• [Selected text]
Re: [hpx-users] Performance Counter Data Interpretation

Hartmut Kaiser Tue, 09 Jan 2018 07:36:04 -0800

Kilian,

> it is a new application we are building with hpx used for
> parallelization (and a later distribution in mind).
> We have been working on it for the last two months and the
> speedups have been this bad right from the start.
> However since the obvious, inherent bottlenecks were dealt
> with one after the other we went to performance counters
> for more detailed profiling.


Ok, I just wanted to make whether we recently broke something.

In general, high overheads point towards either too little parallelism or
too fine grain tasks. From the performance counter data collected when
running on one core you can discern that it's at least the latter:

> threads{locality#0/total/total}/time/average,1,2.015073,[s],14938,[ns]

This tells you that the average execution time of the HPX threads is in the
range of 15 microseconds. Taking into account that the overheads introduced
by the creation, scheduling, running, and destruction of a single HPX is in
the range of one microsecond, this average time hints at that your
parallelism is too fine-grained. I'd suggest trying to somehow combine
several tasks into one to be run sequentially by one HPX thread. Average
execution times of 150-200 microseconds are a good number for HPX.

You can also see that your idle-rate is increasing significantly once you
increase the number of cores to run on. This might indicate that you have
not enough parallelism in your application to warrant parallelization to the
extent you try it to run on. Once you run on 2 cores your idle-rate goes up
to 45%, which is quite a large number (idle-rates up to 15% are relatively
ok, usually).

>From what I can see your application launches a lot of very small tasks
which depend sequentially on each other. Alternatively, you have a lot of
cross-thread synchronization going on, which prevents efficient
parallelization. But that is pure conjecture and I might be completely
wrong.

• [Prompt 1]
From the HPX forum reply, extract everything from "Hartmut Kaiser Tue, 09" down to "more detailed profiling.".
• [Prompt 2]
Condense the paragraph of the HPX forum reply that begins "You can also see that your idle-rate" into a bulleted list that keeps its main facts.

• [Provided records]
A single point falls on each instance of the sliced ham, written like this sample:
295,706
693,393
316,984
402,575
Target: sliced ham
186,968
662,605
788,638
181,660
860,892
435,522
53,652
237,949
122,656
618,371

• [Worked answer 1]
Hartmut Kaiser Tue, 09 Jan 2018 07:36:04 -0800

Kilian,

> it is a new application we are building with hpx used for
> parallelization (and a later distribution in mind).
> We have been working on it for the last two months and the
> speedups have been this bad right from the start.
> However since the obvious, inherent bottlenecks were dealt
> with one after the other we went to performance counters
> for more detailed profiling.

• [Worked answer 2]
- The idle-rate increases significantly as the number of cores goes up.
- This might mean the application lacks enough parallelism for the extent of parallelization being attempted.
- On 2 cores, the idle-rate rises to 45%, which is quite a large number.
- Idle-rates up to 15% are usually relatively ok.